:: INSTRUCTIONS TO FOLLOW ::
Format the items below as a single JSON list of strings, with one string for each line and the blank lines left out.

Dataset excerpt:
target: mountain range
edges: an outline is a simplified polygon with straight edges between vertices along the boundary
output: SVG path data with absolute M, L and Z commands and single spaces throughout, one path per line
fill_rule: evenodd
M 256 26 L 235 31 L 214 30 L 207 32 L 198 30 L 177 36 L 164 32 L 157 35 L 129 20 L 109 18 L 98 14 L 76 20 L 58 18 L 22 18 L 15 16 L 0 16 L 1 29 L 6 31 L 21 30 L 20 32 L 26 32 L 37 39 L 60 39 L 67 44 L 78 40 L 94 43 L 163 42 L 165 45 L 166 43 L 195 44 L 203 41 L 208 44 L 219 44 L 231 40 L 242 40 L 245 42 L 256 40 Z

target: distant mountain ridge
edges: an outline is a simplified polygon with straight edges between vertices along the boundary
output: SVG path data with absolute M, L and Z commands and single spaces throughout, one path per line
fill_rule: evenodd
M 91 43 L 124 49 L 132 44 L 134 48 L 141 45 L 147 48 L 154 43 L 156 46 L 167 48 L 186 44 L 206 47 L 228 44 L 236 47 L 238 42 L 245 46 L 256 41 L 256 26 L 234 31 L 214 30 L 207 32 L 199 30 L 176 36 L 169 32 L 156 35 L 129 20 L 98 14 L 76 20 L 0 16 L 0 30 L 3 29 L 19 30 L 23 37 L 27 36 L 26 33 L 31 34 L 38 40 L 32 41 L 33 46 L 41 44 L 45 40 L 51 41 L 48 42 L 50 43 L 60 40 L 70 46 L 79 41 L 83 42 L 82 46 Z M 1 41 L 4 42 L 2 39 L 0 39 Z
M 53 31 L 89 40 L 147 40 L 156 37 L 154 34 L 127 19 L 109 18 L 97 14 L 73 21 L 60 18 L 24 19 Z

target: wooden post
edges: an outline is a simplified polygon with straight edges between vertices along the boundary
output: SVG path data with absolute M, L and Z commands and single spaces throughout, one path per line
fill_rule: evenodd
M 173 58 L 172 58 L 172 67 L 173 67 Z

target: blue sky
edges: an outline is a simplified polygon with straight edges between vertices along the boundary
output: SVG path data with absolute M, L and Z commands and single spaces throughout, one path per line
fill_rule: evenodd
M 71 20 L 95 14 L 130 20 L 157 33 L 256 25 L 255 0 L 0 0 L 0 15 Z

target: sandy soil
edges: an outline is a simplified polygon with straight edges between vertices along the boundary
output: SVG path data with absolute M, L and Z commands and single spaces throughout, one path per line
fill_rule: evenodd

:: SOLVED PROBLEM ::
[
  "target: mountain range",
  "edges: an outline is a simplified polygon with straight edges between vertices along the boundary",
  "output: SVG path data with absolute M, L and Z commands and single spaces throughout, one path per line",
  "fill_rule: evenodd",
  "M 256 26 L 235 31 L 214 30 L 207 32 L 198 30 L 177 36 L 164 32 L 157 35 L 129 20 L 109 18 L 98 14 L 76 20 L 58 18 L 22 18 L 15 16 L 0 16 L 1 29 L 6 31 L 21 30 L 20 32 L 26 32 L 37 39 L 60 39 L 67 44 L 78 40 L 94 43 L 163 42 L 165 45 L 166 43 L 195 44 L 203 41 L 208 44 L 219 44 L 231 40 L 242 40 L 245 42 L 256 40 Z",
  "target: distant mountain ridge",
  "edges: an outline is a simplified polygon with straight edges between vertices along the boundary",
  "output: SVG path data with absolute M, L and Z commands and single spaces throughout, one path per line",
  "fill_rule: evenodd",
  "M 91 43 L 124 49 L 132 44 L 134 48 L 141 45 L 147 48 L 154 43 L 156 46 L 167 48 L 186 44 L 206 47 L 228 44 L 236 47 L 238 42 L 245 46 L 256 41 L 256 26 L 234 31 L 214 30 L 207 32 L 199 30 L 176 36 L 169 32 L 156 35 L 129 20 L 98 14 L 76 20 L 0 16 L 0 30 L 3 29 L 19 30 L 23 37 L 27 36 L 26 33 L 31 34 L 38 40 L 32 41 L 33 46 L 41 44 L 45 40 L 51 41 L 48 42 L 50 43 L 60 40 L 70 46 L 79 41 L 83 42 L 82 46 Z M 1 41 L 4 42 L 2 39 L 0 39 Z",
  "M 53 31 L 89 40 L 147 40 L 156 37 L 154 34 L 127 19 L 109 18 L 97 14 L 73 21 L 60 18 L 24 19 Z",
  "target: wooden post",
  "edges: an outline is a simplified polygon with straight edges between vertices along the boundary",
  "output: SVG path data with absolute M, L and Z commands and single spaces throughout, one path per line",
  "fill_rule: evenodd",
  "M 173 58 L 172 58 L 172 67 L 173 67 Z",
  "target: blue sky",
  "edges: an outline is a simplified polygon with straight edges between vertices along the boundary",
  "output: SVG path data with absolute M, L and Z commands and single spaces throughout, one path per line",
  "fill_rule: evenodd",
  "M 71 20 L 95 14 L 130 20 L 157 33 L 256 25 L 255 0 L 0 0 L 0 15 Z",
  "target: sandy soil",
  "edges: an outline is a simplified polygon with straight edges between vertices along the boundary",
  "output: SVG path data with absolute M, L and Z commands and single spaces throughout, one path per line",
  "fill_rule: evenodd"
]